#### [SOURCE TEXT]
Even by the baroque standards of Dario Argento’s oeuvre, which frequently casts narrative coherence to the winds of stylistic excess, Phenomena is simply too much. Described by the director as a supernatural thriller, Phenomena is set in the Swiss Alps and tells the story of a schoolgirl named Jennifer (Jennifer Connelly) who realizes that she has a telepathic connection with insects at the same time that a psychopathic serial killer is stalking the grounds of her posh boarding school. The film opens with a typically bravura Argento murder sequence in which a student (played by the director’s daughter, Fiore Argento) misses her bus, wanders into a nearby house, and is stabbed by an unseen assailant with scissors and eventually decapitated. The centerpiece of the sequence is the girl’s head crashing through a window in extreme slow motion, turning each breaking shard of glass into its own mini-symphony of violent excess.
We are then introduced to Jennifer, the 13-year-old daughter of a famous movie actor who is conveniently shooting a movie in Thailand and is completely unavailable. While sleepwalking one night, Jennifer winds up in the home of Professor John McGregor (Donald Pleasence), an entomologist who is assisting the local police in solving murders by using the fly larvae on decomposing remains to determine the time of death (“Or murder,” he adds ominously). Unlike everyone else, Professor McGregor is not bothered by Jennifer’s love of insects and is not threatened by her seeming ability to communicate with them. In fact, he encourages it, telling her to use them to help her track down the serial killer.
That brief plot summary certainly distills the major strands of the narrative into something seemingly coherent, but it doesn’t begin to hint at the film’s more bizarre detours. For one, Professor McGregor, who is paralyzed from the waist down, is assisted by a trained chimpanzee who will later wield a straight razor and become the film’s avenging angel. The story gets truly bizarre once Jennifer digs deep into the central mystery, and without giving too much away, I will note that at various points it involves a kidnapped police officer chained in a dungeon, a mutant child, a good character who turns out to be utterly deranged (and hysterically performed by otherwise accomplished actor), and what has to be one of the nastiest images in all of Argento’s films: a maggot-filled pool of decomposing body parts into which Jennifer is ingloriously dumped.

#### [OBJECTIVE 1]
Condense the paragraph of the Phenomena review that begins "We are then introduced to Jennifer" into a short bulleted list that keeps its main facts.
#### [OBJECTIVE 2]
Carry the Phenomena review further by writing the next paragraph, starting after the sentence about the maggot-filled pool.
The material after this point is separate from the Phenomena review.

#### [RECORDED INFORMATION]
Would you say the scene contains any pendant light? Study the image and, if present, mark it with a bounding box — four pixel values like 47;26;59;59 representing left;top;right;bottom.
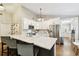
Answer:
0;4;5;11
38;8;44;21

#### [EXERCISE RESULT 1]
- Jennifer is the 13-year-old daughter of a famous movie actor who is shooting a film in Thailand and cannot be reached.
- One night, while sleepwalking, she ends up at the home of Professor John McGregor (Donald Pleasence).
- McGregor is an entomologist who helps the local police with murder cases, using fly larvae on decomposing remains to fix the time of death.
- Unlike everyone else, he is untroubled by Jennifer's love of insects and her apparent ability to communicate with them.
- He encourages her to use that ability to track down the serial killer.

#### [EXERCISE RESULT 2]
Phenomema constantly skirts the edge of being something unique and enthralling, but at each turn Argento turns up the volume a bit too loud or piles on just a bit too much, even for those who appreciate his elaborate excesses and don’t mind when it doesn’t always add up in the end. The twisting narrative certainly keeps your attention, but as the revelations start accumulating, you begin to get the sense that Argento and his cowriter Franco Ferrini are just throwing things at the wall and hoping they stick. The longer the film plays, the less internal cohesion it has, and by the time we get to its multiple climaxes, all the air has gone out and it just seems silly. It doesn’t help, either, that Argento matches the patchwork approach to narrative with his soundtrack, which mixes the expected electronic rock score by former Goblin member Claudio Simonetti and Rolling Stone Bill Wyman with sudden intrusions of abrasive heavy metal by Iron Maiden and Motorhead. One of the chief pleasures of Argento’s films is the way he melds music and image, but here it often feels discordant and forced, with the shrieking lyrics and screaming guitars drowning out the suspense.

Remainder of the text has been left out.